Collected data entries.

■ ■ ■ ■ ■

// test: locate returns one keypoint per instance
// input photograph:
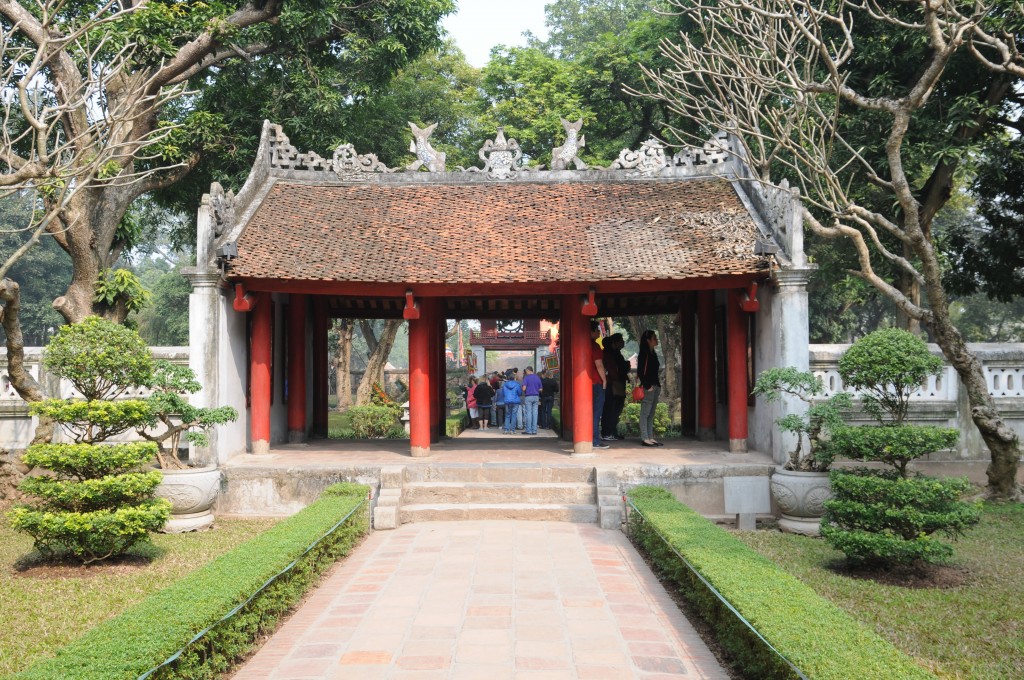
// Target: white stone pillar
(790, 345)
(204, 325)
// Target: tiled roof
(499, 232)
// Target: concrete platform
(488, 600)
(291, 476)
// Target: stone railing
(16, 424)
(1003, 364)
(942, 399)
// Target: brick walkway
(487, 600)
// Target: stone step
(584, 514)
(503, 492)
(500, 472)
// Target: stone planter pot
(801, 497)
(192, 493)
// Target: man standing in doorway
(595, 368)
(549, 390)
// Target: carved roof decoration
(649, 215)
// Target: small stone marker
(745, 497)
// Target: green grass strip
(794, 625)
(161, 626)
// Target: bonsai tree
(814, 424)
(95, 501)
(169, 407)
(891, 515)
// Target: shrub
(99, 357)
(889, 516)
(816, 423)
(887, 367)
(157, 628)
(95, 504)
(373, 421)
(895, 445)
(169, 407)
(880, 516)
(629, 422)
(813, 634)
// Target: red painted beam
(420, 388)
(736, 364)
(706, 366)
(259, 378)
(398, 290)
(688, 349)
(297, 368)
(320, 367)
(583, 396)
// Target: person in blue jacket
(512, 390)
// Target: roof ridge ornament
(348, 164)
(648, 161)
(426, 156)
(502, 158)
(568, 153)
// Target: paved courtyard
(487, 600)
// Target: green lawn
(971, 631)
(45, 609)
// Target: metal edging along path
(173, 657)
(714, 591)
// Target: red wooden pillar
(260, 351)
(421, 388)
(297, 368)
(583, 386)
(320, 367)
(736, 365)
(706, 366)
(436, 370)
(687, 332)
(568, 302)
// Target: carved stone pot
(192, 493)
(801, 497)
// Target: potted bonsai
(892, 515)
(801, 486)
(192, 491)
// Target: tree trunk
(27, 387)
(668, 333)
(343, 365)
(375, 366)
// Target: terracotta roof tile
(499, 232)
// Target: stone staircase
(497, 491)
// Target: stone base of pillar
(583, 448)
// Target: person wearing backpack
(512, 391)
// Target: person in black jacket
(484, 394)
(648, 370)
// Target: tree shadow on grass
(65, 565)
(914, 576)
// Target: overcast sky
(479, 25)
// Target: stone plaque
(747, 496)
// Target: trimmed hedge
(153, 631)
(813, 634)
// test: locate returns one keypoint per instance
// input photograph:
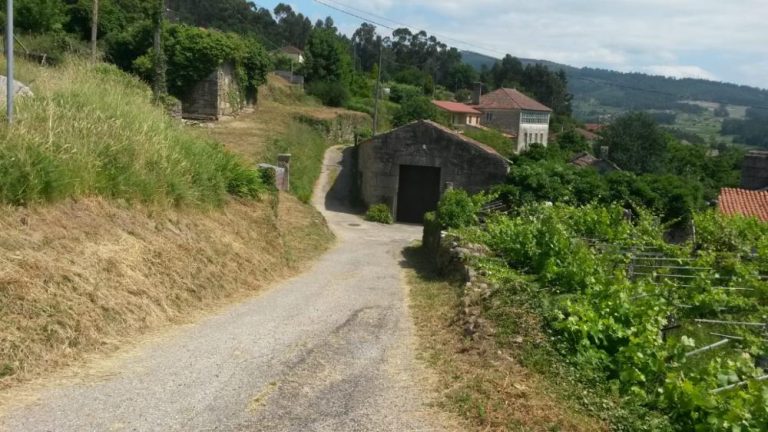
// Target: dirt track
(331, 350)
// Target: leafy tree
(635, 143)
(418, 108)
(327, 58)
(38, 16)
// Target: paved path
(331, 350)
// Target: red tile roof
(290, 49)
(505, 98)
(744, 202)
(456, 107)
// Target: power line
(411, 27)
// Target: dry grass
(83, 276)
(251, 133)
(481, 381)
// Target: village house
(459, 114)
(410, 167)
(292, 53)
(514, 113)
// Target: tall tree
(635, 143)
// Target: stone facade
(754, 172)
(464, 163)
(216, 96)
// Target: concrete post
(284, 161)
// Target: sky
(723, 40)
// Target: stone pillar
(284, 162)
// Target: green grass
(495, 139)
(307, 146)
(90, 130)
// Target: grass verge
(483, 381)
(84, 277)
(90, 130)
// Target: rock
(20, 90)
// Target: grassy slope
(90, 130)
(482, 381)
(273, 128)
(128, 224)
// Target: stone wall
(754, 173)
(216, 96)
(464, 163)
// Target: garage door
(418, 192)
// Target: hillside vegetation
(117, 220)
(90, 130)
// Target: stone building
(216, 96)
(410, 167)
(754, 172)
(458, 113)
(514, 113)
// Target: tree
(327, 58)
(635, 143)
(418, 108)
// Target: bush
(330, 93)
(419, 108)
(379, 213)
(456, 209)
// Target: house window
(532, 117)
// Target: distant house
(594, 127)
(514, 113)
(754, 172)
(410, 167)
(292, 53)
(744, 202)
(217, 95)
(459, 113)
(586, 160)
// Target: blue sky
(712, 39)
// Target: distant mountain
(636, 91)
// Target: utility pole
(95, 30)
(378, 91)
(159, 84)
(11, 87)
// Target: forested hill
(637, 90)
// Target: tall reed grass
(90, 130)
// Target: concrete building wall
(217, 95)
(754, 172)
(532, 134)
(507, 121)
(463, 164)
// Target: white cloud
(679, 71)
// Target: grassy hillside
(90, 130)
(116, 220)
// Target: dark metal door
(418, 192)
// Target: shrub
(330, 93)
(419, 108)
(456, 209)
(379, 213)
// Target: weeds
(91, 130)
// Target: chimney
(478, 91)
(754, 172)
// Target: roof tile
(506, 98)
(744, 202)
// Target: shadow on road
(342, 195)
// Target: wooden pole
(11, 87)
(95, 30)
(378, 90)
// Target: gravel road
(331, 350)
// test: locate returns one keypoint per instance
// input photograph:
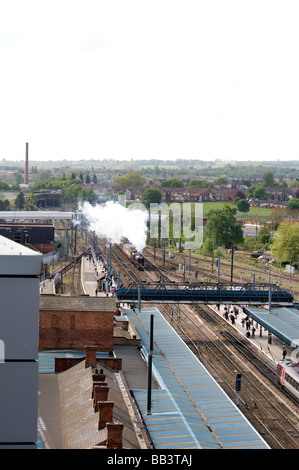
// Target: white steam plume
(115, 222)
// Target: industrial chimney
(26, 165)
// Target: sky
(136, 79)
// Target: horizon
(132, 81)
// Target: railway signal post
(238, 386)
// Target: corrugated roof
(283, 322)
(191, 410)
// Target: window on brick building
(73, 322)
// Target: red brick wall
(60, 329)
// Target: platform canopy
(283, 322)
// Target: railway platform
(273, 350)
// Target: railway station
(189, 410)
(183, 406)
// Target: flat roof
(191, 410)
(283, 322)
(17, 259)
(84, 303)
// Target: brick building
(75, 322)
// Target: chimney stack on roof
(26, 165)
(105, 409)
(90, 356)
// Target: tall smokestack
(26, 165)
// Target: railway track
(203, 266)
(223, 354)
(269, 409)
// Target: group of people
(232, 316)
(246, 321)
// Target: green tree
(31, 203)
(269, 180)
(151, 195)
(172, 183)
(222, 227)
(17, 177)
(257, 191)
(243, 205)
(285, 246)
(131, 180)
(221, 180)
(264, 235)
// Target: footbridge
(205, 293)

■ ■ ■ ■ ■

Task objective. Reprint the entries above exactly, images removed.

Answer to the problem.
// test: locate returns one keypoint per instance
// input photograph:
// Target: white stone pillar
(790, 345)
(204, 325)
// Target: tiled roof
(499, 232)
// Target: concrete platform
(488, 600)
(291, 476)
// Target: stone railing
(16, 424)
(1003, 364)
(942, 399)
// Target: brick walkway
(487, 600)
// Target: stone step
(584, 514)
(503, 492)
(500, 472)
// Target: stone planter pot
(801, 497)
(192, 493)
// Target: man standing in doorway
(595, 368)
(549, 390)
// Target: carved roof decoration
(649, 215)
// Target: small stone marker
(745, 497)
// Target: green grass strip
(794, 625)
(161, 626)
// Target: bonsai tree
(814, 424)
(95, 501)
(169, 407)
(891, 515)
// Target: shrub
(99, 357)
(889, 516)
(816, 423)
(887, 367)
(157, 628)
(95, 504)
(373, 421)
(895, 445)
(169, 407)
(880, 516)
(629, 422)
(813, 634)
// Target: red painted beam
(420, 388)
(736, 364)
(706, 366)
(259, 378)
(398, 290)
(688, 349)
(297, 368)
(320, 367)
(583, 396)
// Target: person in blue jacket
(512, 390)
// Target: roof ridge ornament
(348, 164)
(648, 161)
(426, 156)
(502, 158)
(568, 153)
// Target: paved courtyard
(487, 600)
// Target: green lawn
(971, 631)
(45, 609)
// Target: metal edging along path
(173, 657)
(714, 591)
// Target: red wooden pillar
(260, 351)
(421, 388)
(297, 368)
(583, 386)
(320, 367)
(736, 365)
(706, 366)
(436, 370)
(687, 332)
(568, 302)
// Target: carved stone pot
(192, 493)
(801, 497)
// Target: potted bonsai
(892, 515)
(801, 486)
(192, 491)
// Target: tree trunk
(27, 387)
(668, 333)
(343, 365)
(375, 366)
// Target: terracotta roof tile
(499, 232)
// Target: stone staircase
(497, 491)
// Target: stone base of pillar
(583, 448)
// Target: person wearing backpack
(512, 391)
// Target: person in black jacket
(484, 394)
(648, 370)
// Target: tree shadow on grass
(65, 565)
(914, 576)
// Target: overcast sky
(479, 25)
// Target: stone plaque
(747, 496)
// Target: trimmed hedge
(153, 631)
(813, 634)
// test: locate returns one keypoint per instance
// input photograph:
// Target: dirt track
(331, 350)
// Target: leafy tree
(635, 143)
(418, 108)
(327, 58)
(38, 16)
// Target: paved path
(331, 350)
// Target: red tile roof
(290, 49)
(505, 98)
(744, 202)
(456, 107)
// Target: power line
(411, 27)
// Target: dry grass
(83, 276)
(251, 133)
(481, 381)
// Target: village house
(459, 114)
(410, 167)
(292, 53)
(514, 113)
// Target: tall tree
(635, 143)
// Target: stone facade
(754, 172)
(464, 163)
(216, 96)
// Target: concrete post
(284, 161)
// Target: sky
(723, 40)
// Target: stone pillar
(284, 162)
// Target: green grass
(495, 139)
(307, 146)
(90, 130)
// Target: grass verge
(483, 381)
(84, 277)
(90, 130)
// Target: rock
(20, 90)
// Target: grassy slope
(90, 130)
(482, 381)
(273, 128)
(128, 224)
// Target: stone wall
(754, 173)
(216, 96)
(464, 163)
// Target: garage door
(418, 192)
// Target: hillside vegetation
(117, 220)
(90, 130)
// Target: stone building
(216, 96)
(410, 167)
(754, 172)
(458, 113)
(514, 113)
// Target: tree
(327, 58)
(635, 143)
(418, 108)
// Target: bush
(330, 93)
(419, 108)
(379, 213)
(456, 209)
// Target: house window
(532, 117)
// Target: distant house
(594, 127)
(514, 113)
(754, 172)
(410, 167)
(292, 53)
(744, 202)
(217, 95)
(459, 113)
(586, 160)
// Target: blue sky
(712, 39)
// Target: distant mountain
(636, 91)
// Target: utility pole
(95, 30)
(378, 91)
(159, 84)
(11, 87)
// Target: forested hill
(637, 90)
// Target: tall reed grass
(90, 130)
// Target: concrete building wall
(217, 95)
(754, 172)
(532, 134)
(507, 121)
(463, 164)
// Target: white cloud
(679, 71)
// Target: grassy hillside
(90, 130)
(116, 220)
// Target: dark metal door
(418, 192)
// Target: shrub
(330, 93)
(419, 108)
(456, 209)
(379, 213)
// Target: weeds
(91, 130)
// Target: chimney
(478, 91)
(754, 172)
// Target: roof tile
(506, 98)
(744, 202)
// Target: shadow on road
(342, 195)
// Target: wooden pole
(11, 87)
(95, 30)
(378, 90)
// Target: gravel road
(331, 350)
// test: locate returns one keypoint per instance
// input photograph:
// Target: white steam plume
(115, 222)
// Target: industrial chimney
(26, 165)
// Target: sky
(136, 79)
// Target: horizon
(132, 81)
// Target: railway signal post
(238, 386)
// Target: corrugated roof
(283, 322)
(191, 410)
// Target: window on brick building
(73, 322)
// Target: red brick wall
(60, 329)
// Target: platform canopy
(283, 322)
// Target: railway platform
(273, 350)
// Target: railway station
(189, 410)
(183, 406)
// Target: flat roof
(191, 410)
(283, 322)
(17, 259)
(84, 303)
// Target: brick building
(75, 322)
// Target: chimney stack on roof
(26, 165)
(105, 409)
(90, 356)
// Target: tall smokestack
(26, 165)
// Target: railway track
(203, 266)
(223, 354)
(269, 409)
// Target: group of people
(232, 316)
(246, 321)
// Target: green tree
(31, 203)
(269, 180)
(151, 195)
(172, 183)
(222, 227)
(17, 177)
(257, 191)
(243, 205)
(285, 246)
(131, 180)
(221, 180)
(264, 235)
// Target: footbridge
(205, 293)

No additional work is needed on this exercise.